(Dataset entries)
**********

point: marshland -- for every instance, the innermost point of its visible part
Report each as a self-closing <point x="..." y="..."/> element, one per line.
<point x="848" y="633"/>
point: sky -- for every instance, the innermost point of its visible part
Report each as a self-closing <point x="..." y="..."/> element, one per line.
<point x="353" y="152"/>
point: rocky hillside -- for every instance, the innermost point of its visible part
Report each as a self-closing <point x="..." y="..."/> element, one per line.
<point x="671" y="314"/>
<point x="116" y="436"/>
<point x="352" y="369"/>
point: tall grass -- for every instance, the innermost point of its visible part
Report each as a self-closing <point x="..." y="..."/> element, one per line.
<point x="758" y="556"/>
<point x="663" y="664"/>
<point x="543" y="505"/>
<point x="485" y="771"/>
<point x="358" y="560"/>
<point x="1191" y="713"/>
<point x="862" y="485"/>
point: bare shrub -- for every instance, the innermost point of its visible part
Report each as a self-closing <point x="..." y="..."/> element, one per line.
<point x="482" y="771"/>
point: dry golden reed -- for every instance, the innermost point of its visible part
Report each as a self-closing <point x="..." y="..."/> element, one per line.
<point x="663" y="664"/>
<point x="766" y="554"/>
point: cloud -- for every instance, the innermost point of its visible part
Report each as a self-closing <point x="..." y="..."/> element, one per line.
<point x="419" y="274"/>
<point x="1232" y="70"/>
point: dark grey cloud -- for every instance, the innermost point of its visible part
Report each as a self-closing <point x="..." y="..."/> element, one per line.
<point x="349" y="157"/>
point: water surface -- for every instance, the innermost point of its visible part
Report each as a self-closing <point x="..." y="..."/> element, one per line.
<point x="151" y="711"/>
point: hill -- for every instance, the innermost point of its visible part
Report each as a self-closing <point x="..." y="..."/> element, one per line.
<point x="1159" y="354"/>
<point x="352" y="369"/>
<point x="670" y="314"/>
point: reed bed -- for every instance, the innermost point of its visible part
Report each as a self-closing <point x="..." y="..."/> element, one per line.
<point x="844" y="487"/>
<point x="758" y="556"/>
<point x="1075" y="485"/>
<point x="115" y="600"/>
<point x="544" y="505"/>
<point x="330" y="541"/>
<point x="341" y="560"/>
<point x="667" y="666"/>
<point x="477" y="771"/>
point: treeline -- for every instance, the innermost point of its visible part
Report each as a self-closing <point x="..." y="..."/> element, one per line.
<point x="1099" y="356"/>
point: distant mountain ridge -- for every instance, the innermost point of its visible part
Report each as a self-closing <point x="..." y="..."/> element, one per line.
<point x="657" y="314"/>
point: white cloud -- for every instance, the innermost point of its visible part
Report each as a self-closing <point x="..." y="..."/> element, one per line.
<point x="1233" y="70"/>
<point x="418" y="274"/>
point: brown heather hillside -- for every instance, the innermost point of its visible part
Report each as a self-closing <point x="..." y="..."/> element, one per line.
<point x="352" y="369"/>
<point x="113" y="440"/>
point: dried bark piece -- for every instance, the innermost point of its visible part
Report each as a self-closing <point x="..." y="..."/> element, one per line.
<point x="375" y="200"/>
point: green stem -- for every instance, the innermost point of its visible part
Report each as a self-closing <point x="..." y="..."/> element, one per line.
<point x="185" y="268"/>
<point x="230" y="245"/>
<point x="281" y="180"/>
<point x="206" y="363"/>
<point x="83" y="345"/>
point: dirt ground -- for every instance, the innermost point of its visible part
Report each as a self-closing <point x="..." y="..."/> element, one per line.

**********

Each line of the material above needs to be quoted exactly, please.

**CORRECT RESPONSE**
point: marshland -- for every instance, the innermost point of its visible part
Report each as a self-closing <point x="..." y="..."/> element, one per line.
<point x="848" y="633"/>
point: sky -- for every instance, the innermost point of its visible part
Report each as a self-closing <point x="..." y="..."/> element, one per line.
<point x="353" y="152"/>
point: rocky hillside -- for every instance, the innermost point of its visible part
Report each as a self-closing <point x="..." y="..."/> element, one per line.
<point x="671" y="314"/>
<point x="116" y="436"/>
<point x="352" y="369"/>
point: tall grass -- for every instance, the innermost point of its visible part
Report each as a self-closing <point x="..." y="..."/> element, one per line.
<point x="758" y="556"/>
<point x="663" y="664"/>
<point x="543" y="505"/>
<point x="485" y="771"/>
<point x="358" y="560"/>
<point x="1191" y="713"/>
<point x="862" y="485"/>
point: bare shrub -- for every instance, the innermost point of its visible part
Report each as a self-closing <point x="..." y="..."/> element, one per line.
<point x="482" y="771"/>
point: dry golden reed -- for every instance, the innermost point of its visible part
Report each as a self-closing <point x="..." y="..."/> element, one per line.
<point x="663" y="664"/>
<point x="766" y="554"/>
point: cloud -- for every instance, the innermost point of its visible part
Report each as a self-closing <point x="..." y="..."/> element, one per line.
<point x="419" y="274"/>
<point x="1232" y="70"/>
point: dark grey cloud -- for every instance, the innermost point of its visible part
Report each as a self-closing <point x="..." y="..."/> element, one per line.
<point x="349" y="157"/>
point: water surface -- for every instance, the innermost point of its visible part
Report each as a self-closing <point x="..." y="..."/> element, one per line.
<point x="151" y="711"/>
point: hill -- for every instance, the innermost point of its visible part
Report each as a self-closing <point x="..." y="..."/> element, one per line.
<point x="1159" y="354"/>
<point x="352" y="369"/>
<point x="670" y="314"/>
point: reed bed -- for every instance, the innermost point of its visible part
Report each as a self-closing <point x="..." y="..."/> element, one per line.
<point x="844" y="487"/>
<point x="758" y="556"/>
<point x="1075" y="485"/>
<point x="115" y="600"/>
<point x="544" y="505"/>
<point x="330" y="541"/>
<point x="341" y="560"/>
<point x="667" y="666"/>
<point x="477" y="771"/>
point: treeline -- for every instance, the innermost point of its visible part
Report each as a self-closing <point x="..." y="..."/> element, one per line.
<point x="1099" y="356"/>
point: distant mountain ridge -- for every instance, the innermost point of its visible part
Report each as a self-closing <point x="..." y="..."/> element, one per line.
<point x="657" y="314"/>
point: white cloud -- for every instance, the innermost point of its visible part
Report each as a self-closing <point x="..." y="..."/> element, one per line.
<point x="1233" y="70"/>
<point x="418" y="274"/>
point: brown heather hillside -- for every instance, the innermost point of its visible part
Report each as a self-closing <point x="..." y="..."/> element, one per line.
<point x="352" y="369"/>
<point x="113" y="440"/>
point: dried bark piece -- for every instance, the innermost point of its visible part
Report each as a self-closing <point x="..." y="..."/> element, one per line.
<point x="375" y="200"/>
point: green stem -- for every instance, the innermost point of its visible part
Report each as a self-closing <point x="..." y="..."/> element, one per line.
<point x="185" y="268"/>
<point x="230" y="245"/>
<point x="281" y="180"/>
<point x="206" y="363"/>
<point x="83" y="345"/>
point: dirt ground -- for every instance, the innermost point of its visible part
Report each as a self-closing <point x="..." y="..."/> element, one per line.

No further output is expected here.